*** Given records ***

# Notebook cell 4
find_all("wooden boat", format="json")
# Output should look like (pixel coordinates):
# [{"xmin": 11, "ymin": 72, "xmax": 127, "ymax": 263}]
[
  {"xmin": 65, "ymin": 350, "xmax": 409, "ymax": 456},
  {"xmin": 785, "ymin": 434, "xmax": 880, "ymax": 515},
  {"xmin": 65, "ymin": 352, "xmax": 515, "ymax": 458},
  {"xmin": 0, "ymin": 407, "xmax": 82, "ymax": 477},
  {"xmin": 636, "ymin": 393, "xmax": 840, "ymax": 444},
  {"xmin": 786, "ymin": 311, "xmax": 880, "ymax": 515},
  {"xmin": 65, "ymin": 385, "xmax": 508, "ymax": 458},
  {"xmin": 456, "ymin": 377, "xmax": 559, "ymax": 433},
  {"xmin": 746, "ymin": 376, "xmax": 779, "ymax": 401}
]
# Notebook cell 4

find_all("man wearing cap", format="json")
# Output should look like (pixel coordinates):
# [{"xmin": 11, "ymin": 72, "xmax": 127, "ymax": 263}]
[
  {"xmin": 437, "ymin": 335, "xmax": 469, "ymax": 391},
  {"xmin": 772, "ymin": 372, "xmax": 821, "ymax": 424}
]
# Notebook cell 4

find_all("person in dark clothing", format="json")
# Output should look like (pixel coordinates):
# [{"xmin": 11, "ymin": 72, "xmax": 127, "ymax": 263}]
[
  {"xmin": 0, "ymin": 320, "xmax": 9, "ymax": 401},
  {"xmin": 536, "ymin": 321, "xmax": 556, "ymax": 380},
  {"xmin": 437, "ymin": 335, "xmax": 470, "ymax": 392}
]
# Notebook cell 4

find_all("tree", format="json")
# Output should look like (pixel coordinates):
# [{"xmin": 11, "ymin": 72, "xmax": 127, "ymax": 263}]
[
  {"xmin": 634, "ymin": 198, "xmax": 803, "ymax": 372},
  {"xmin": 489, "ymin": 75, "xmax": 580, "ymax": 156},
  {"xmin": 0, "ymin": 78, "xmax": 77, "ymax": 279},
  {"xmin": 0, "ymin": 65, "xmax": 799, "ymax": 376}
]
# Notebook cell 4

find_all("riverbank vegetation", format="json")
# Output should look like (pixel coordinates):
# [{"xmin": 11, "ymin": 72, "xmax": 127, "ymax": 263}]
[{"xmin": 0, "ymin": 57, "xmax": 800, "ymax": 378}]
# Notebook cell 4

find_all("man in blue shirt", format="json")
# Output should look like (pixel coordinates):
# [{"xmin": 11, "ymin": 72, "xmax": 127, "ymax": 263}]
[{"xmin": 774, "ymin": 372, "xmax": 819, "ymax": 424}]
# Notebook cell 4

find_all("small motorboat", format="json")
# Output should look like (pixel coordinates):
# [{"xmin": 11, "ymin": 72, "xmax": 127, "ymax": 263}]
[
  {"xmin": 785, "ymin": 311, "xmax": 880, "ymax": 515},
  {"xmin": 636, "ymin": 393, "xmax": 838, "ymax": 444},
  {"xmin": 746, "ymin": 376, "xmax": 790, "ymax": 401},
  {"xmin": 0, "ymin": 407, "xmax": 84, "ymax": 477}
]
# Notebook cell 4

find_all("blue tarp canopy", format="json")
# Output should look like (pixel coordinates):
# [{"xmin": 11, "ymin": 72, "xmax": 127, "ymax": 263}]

***

Problem:
Copy out the full set of records precisely, leaving nothing out.

Written answer:
# Notebook cell 4
find_all("wooden boat", format="json")
# Output should look like (pixel coordinates):
# [{"xmin": 11, "ymin": 72, "xmax": 127, "ymax": 263}]
[
  {"xmin": 65, "ymin": 350, "xmax": 409, "ymax": 456},
  {"xmin": 785, "ymin": 434, "xmax": 880, "ymax": 515},
  {"xmin": 65, "ymin": 352, "xmax": 515, "ymax": 458},
  {"xmin": 0, "ymin": 407, "xmax": 82, "ymax": 477},
  {"xmin": 636, "ymin": 393, "xmax": 840, "ymax": 444},
  {"xmin": 786, "ymin": 311, "xmax": 880, "ymax": 515},
  {"xmin": 65, "ymin": 385, "xmax": 508, "ymax": 458},
  {"xmin": 456, "ymin": 377, "xmax": 559, "ymax": 433},
  {"xmin": 746, "ymin": 376, "xmax": 779, "ymax": 401}
]
# Notebook cell 4

find_all("man wearing cap", format="json")
# Output should look like (pixel coordinates):
# [{"xmin": 11, "ymin": 72, "xmax": 127, "ymax": 263}]
[
  {"xmin": 437, "ymin": 335, "xmax": 469, "ymax": 391},
  {"xmin": 772, "ymin": 372, "xmax": 821, "ymax": 424}
]
# Notebook cell 4

find_all("person in dark clothing", format="json")
# Output should look like (pixel coordinates):
# [{"xmin": 11, "ymin": 72, "xmax": 127, "ymax": 263}]
[
  {"xmin": 0, "ymin": 320, "xmax": 9, "ymax": 401},
  {"xmin": 536, "ymin": 321, "xmax": 556, "ymax": 380},
  {"xmin": 437, "ymin": 335, "xmax": 470, "ymax": 392}
]
# Notebook cell 4

find_all("tree", format="json")
# Output should look like (pixel coordinates):
# [{"xmin": 11, "ymin": 72, "xmax": 127, "ymax": 263}]
[
  {"xmin": 634, "ymin": 198, "xmax": 803, "ymax": 372},
  {"xmin": 489, "ymin": 75, "xmax": 580, "ymax": 156},
  {"xmin": 0, "ymin": 78, "xmax": 77, "ymax": 279},
  {"xmin": 0, "ymin": 65, "xmax": 799, "ymax": 376}
]
# Notebook cell 4

find_all("riverbank vegetation", format="json")
# Output should look like (pixel coordinates):
# [{"xmin": 11, "ymin": 72, "xmax": 127, "ymax": 263}]
[{"xmin": 0, "ymin": 57, "xmax": 800, "ymax": 378}]
# Notebook cell 4

find_all("man in blue shirt", format="json")
# Output should look like (pixel coordinates):
# [{"xmin": 11, "ymin": 72, "xmax": 127, "ymax": 263}]
[{"xmin": 774, "ymin": 372, "xmax": 819, "ymax": 424}]
# Notebook cell 4

find_all("small motorboat", format="json")
# Output should look like (pixel coordinates):
# [{"xmin": 11, "ymin": 72, "xmax": 127, "ymax": 263}]
[
  {"xmin": 785, "ymin": 311, "xmax": 880, "ymax": 515},
  {"xmin": 636, "ymin": 393, "xmax": 838, "ymax": 444},
  {"xmin": 746, "ymin": 376, "xmax": 790, "ymax": 401},
  {"xmin": 0, "ymin": 407, "xmax": 84, "ymax": 477}
]
# Notebook cell 4

find_all("blue tarp canopy", format="json")
# Output should look like (pixel coordinates):
# [{"xmin": 11, "ymin": 72, "xmax": 127, "ymax": 263}]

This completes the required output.